_TO DO_: Tally the lines of the data below that contain the string "snare", treating case as significant, and give only the number.

(Items listed in a dataset)
** Begin **
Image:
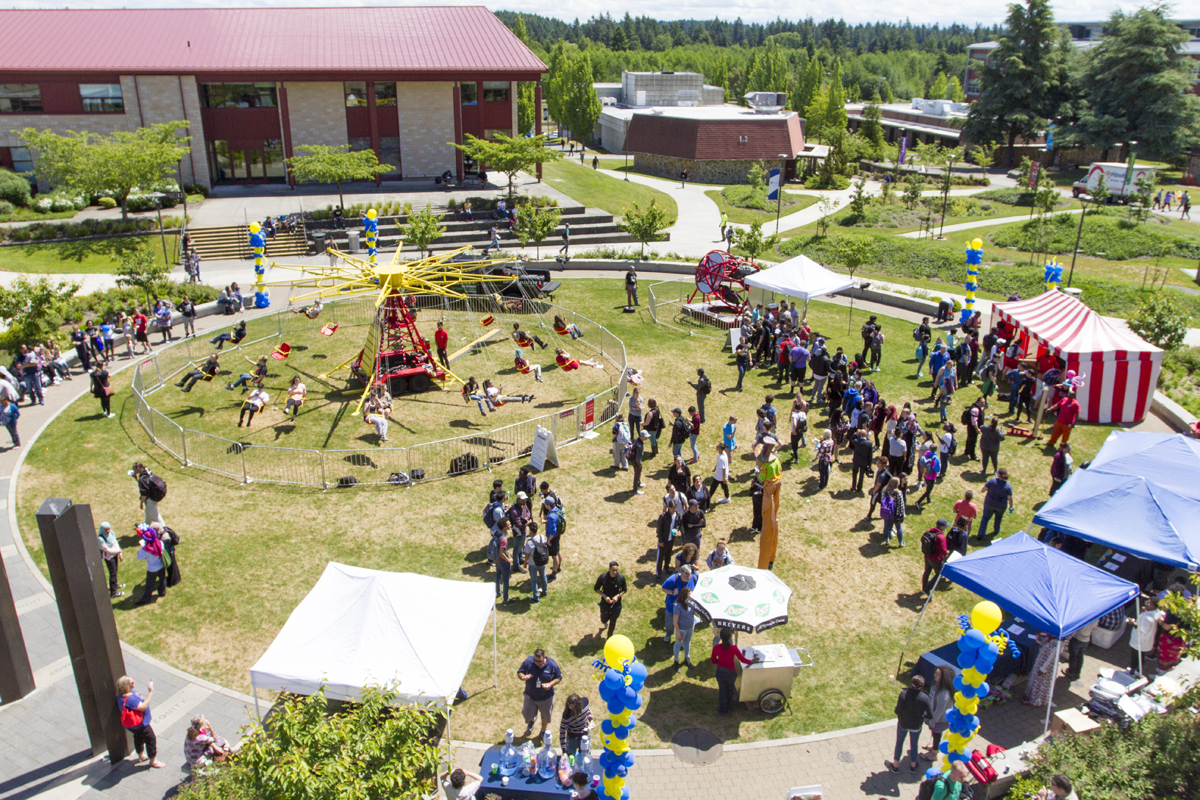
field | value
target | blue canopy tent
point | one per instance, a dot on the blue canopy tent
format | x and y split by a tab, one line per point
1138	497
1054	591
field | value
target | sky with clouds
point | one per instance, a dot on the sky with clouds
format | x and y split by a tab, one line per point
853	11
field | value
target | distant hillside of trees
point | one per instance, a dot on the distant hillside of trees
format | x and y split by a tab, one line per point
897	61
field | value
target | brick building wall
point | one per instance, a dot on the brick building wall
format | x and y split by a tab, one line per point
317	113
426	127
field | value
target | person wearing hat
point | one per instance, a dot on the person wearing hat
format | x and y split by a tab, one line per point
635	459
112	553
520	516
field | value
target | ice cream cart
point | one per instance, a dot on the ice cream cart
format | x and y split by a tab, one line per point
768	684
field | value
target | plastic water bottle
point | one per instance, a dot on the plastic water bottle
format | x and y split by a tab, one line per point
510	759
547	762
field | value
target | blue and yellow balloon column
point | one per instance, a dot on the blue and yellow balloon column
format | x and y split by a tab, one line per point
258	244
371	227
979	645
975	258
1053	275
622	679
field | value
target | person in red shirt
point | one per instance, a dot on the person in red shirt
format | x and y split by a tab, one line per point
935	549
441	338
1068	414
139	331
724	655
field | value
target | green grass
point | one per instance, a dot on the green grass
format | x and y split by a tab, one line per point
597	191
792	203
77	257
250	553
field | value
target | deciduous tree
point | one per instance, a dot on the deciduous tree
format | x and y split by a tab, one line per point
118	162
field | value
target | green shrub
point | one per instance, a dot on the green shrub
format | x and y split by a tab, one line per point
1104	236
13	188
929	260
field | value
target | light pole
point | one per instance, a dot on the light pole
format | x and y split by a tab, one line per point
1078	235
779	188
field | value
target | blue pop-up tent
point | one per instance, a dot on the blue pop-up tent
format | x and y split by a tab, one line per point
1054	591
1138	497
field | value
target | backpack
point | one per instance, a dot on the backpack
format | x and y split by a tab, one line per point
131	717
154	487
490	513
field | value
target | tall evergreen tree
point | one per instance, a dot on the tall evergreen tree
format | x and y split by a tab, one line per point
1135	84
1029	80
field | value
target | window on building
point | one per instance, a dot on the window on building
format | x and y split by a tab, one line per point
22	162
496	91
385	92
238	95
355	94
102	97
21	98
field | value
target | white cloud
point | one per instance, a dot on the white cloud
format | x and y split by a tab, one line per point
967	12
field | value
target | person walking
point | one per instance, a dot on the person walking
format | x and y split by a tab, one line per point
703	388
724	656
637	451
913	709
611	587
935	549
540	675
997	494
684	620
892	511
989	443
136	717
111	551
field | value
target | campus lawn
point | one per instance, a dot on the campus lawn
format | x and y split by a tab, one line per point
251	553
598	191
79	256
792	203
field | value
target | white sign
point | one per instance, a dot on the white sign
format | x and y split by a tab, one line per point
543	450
** End **
** Begin **
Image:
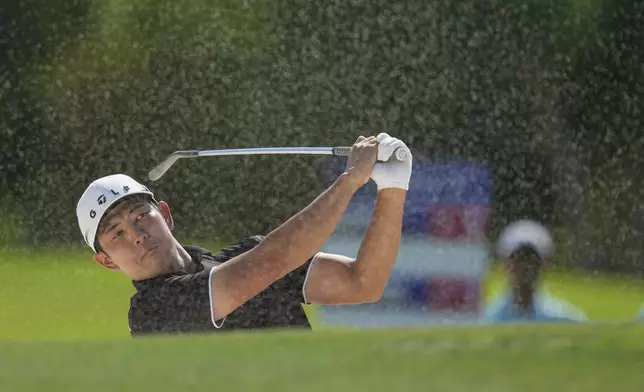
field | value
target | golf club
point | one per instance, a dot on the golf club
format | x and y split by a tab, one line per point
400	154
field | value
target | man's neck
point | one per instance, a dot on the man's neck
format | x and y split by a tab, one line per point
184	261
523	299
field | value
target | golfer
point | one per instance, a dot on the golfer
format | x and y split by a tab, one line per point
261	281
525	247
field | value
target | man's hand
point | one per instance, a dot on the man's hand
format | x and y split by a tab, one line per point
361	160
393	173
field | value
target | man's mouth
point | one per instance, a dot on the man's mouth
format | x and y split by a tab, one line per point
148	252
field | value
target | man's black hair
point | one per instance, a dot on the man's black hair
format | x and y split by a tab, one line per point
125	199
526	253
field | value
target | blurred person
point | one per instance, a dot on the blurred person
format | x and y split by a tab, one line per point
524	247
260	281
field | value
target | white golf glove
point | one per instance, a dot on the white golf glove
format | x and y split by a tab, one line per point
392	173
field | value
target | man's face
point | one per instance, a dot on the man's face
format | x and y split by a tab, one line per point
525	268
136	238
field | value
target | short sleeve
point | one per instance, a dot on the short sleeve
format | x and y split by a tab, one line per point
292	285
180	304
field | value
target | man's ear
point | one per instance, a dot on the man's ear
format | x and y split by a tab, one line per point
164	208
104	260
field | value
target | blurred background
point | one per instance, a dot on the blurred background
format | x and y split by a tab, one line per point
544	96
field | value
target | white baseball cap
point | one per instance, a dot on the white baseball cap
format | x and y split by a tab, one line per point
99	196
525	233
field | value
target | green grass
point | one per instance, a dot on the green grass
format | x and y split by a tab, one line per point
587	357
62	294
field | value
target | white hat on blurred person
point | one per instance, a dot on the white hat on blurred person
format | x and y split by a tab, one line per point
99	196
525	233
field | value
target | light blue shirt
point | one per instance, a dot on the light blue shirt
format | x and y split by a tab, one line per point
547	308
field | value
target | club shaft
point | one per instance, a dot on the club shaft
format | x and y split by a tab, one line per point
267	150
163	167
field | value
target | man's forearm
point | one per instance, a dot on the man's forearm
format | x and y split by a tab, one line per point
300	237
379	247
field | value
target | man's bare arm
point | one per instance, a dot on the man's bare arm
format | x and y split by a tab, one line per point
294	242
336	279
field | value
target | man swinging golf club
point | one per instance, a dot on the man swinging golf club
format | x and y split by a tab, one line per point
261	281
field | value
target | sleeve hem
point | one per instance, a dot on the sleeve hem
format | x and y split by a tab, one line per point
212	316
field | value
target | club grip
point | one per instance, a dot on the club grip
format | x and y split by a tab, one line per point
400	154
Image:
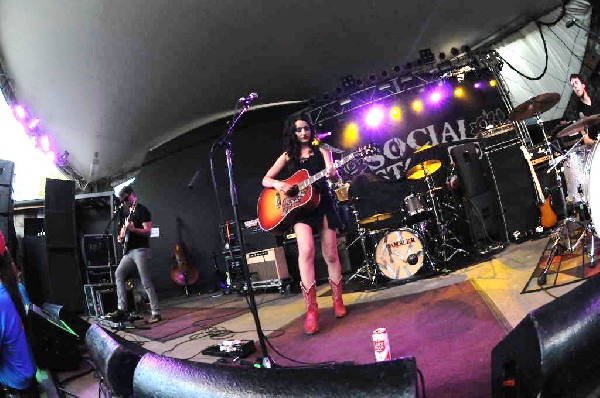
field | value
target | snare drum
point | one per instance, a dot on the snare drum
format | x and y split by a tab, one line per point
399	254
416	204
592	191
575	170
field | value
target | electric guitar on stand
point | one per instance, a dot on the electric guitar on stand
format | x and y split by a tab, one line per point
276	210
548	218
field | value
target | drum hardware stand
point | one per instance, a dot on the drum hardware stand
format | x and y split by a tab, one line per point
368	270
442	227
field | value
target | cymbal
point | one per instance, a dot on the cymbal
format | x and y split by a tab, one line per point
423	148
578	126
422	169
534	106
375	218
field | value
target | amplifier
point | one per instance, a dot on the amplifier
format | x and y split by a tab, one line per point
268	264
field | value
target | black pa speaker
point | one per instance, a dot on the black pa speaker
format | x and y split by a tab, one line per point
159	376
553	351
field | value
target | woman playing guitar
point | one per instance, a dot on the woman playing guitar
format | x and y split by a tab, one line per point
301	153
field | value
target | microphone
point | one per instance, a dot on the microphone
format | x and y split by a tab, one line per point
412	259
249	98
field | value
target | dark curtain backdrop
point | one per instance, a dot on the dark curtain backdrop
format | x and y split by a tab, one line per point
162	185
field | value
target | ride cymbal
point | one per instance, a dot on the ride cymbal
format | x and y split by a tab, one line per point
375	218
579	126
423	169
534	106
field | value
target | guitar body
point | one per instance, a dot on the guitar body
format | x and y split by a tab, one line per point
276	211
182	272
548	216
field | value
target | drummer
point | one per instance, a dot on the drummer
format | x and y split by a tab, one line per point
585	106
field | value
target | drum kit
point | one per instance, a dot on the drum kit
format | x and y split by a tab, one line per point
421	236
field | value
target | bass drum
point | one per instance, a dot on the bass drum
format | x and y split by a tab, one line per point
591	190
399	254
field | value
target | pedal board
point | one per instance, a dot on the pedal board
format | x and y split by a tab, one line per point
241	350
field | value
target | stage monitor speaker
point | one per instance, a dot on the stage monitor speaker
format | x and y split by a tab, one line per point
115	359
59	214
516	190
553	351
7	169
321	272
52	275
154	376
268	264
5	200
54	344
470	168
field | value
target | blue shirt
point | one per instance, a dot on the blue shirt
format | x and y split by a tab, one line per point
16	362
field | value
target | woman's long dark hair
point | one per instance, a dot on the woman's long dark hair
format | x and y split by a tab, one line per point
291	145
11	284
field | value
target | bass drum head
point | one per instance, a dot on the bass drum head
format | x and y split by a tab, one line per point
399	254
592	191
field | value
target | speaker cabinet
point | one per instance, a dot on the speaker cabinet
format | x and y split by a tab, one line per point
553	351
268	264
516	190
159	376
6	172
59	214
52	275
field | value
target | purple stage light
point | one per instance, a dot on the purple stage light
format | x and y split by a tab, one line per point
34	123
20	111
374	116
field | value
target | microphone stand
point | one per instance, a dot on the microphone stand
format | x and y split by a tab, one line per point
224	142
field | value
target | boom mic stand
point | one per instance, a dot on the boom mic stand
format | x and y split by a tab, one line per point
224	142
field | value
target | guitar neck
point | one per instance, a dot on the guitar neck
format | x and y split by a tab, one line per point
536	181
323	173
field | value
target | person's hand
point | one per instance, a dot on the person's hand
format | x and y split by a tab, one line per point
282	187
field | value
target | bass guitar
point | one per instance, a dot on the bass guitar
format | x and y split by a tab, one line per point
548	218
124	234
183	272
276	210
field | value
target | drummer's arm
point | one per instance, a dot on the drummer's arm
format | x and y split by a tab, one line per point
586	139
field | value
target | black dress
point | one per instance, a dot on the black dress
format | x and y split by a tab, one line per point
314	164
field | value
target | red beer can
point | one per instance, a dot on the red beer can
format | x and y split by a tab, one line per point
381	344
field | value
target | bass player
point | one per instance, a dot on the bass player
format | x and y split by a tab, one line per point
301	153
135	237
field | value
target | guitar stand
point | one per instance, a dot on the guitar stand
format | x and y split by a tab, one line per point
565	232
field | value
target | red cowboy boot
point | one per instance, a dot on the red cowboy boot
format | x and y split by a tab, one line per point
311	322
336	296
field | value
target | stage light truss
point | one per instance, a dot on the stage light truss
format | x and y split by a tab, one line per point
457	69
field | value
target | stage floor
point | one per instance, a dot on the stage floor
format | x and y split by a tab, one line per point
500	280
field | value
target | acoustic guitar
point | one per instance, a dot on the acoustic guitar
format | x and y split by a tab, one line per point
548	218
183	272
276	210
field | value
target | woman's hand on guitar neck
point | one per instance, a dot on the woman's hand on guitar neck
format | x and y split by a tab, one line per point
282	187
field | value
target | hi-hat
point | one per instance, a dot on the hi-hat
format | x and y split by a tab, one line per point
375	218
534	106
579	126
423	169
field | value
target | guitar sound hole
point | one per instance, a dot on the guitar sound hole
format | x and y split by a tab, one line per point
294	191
** End **
** Begin **
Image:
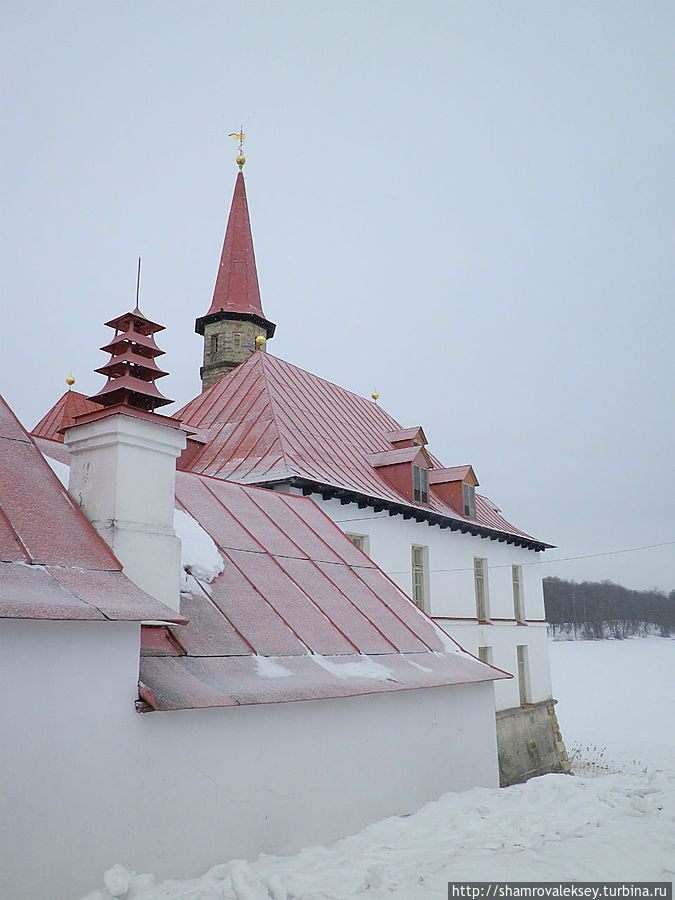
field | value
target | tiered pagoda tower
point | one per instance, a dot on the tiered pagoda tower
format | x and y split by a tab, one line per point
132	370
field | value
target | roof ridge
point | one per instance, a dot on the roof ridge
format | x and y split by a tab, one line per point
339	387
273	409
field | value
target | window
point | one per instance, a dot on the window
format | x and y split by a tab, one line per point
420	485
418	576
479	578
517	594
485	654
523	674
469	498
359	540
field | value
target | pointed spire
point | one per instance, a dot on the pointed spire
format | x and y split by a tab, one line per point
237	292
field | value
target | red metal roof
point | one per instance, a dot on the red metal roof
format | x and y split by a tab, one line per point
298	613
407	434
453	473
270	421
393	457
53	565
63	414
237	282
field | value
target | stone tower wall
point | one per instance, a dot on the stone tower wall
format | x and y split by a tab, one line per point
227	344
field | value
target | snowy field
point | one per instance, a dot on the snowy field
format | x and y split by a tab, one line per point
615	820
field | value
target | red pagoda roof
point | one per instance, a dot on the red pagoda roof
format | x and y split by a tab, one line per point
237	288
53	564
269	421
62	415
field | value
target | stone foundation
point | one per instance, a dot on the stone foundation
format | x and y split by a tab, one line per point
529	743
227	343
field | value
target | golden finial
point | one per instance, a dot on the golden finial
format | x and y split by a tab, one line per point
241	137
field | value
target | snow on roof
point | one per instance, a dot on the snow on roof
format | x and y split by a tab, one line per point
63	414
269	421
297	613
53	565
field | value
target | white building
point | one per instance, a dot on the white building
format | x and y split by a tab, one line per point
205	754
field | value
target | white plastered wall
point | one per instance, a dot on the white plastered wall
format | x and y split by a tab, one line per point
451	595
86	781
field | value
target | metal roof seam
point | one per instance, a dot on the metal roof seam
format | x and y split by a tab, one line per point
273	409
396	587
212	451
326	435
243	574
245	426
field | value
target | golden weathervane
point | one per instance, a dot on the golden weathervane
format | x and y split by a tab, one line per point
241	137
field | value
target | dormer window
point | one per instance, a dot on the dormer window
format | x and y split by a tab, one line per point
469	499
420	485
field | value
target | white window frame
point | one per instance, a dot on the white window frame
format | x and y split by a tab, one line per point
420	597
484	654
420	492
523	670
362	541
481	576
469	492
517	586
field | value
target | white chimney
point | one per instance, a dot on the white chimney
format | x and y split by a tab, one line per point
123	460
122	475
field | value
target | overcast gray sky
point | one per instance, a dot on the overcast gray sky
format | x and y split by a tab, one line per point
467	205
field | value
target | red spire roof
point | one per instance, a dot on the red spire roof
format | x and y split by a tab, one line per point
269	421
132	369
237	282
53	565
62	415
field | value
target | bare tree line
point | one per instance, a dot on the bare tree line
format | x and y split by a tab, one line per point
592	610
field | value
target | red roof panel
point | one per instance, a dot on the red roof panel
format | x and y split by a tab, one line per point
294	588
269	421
** End **
_FINAL RESULT_: 2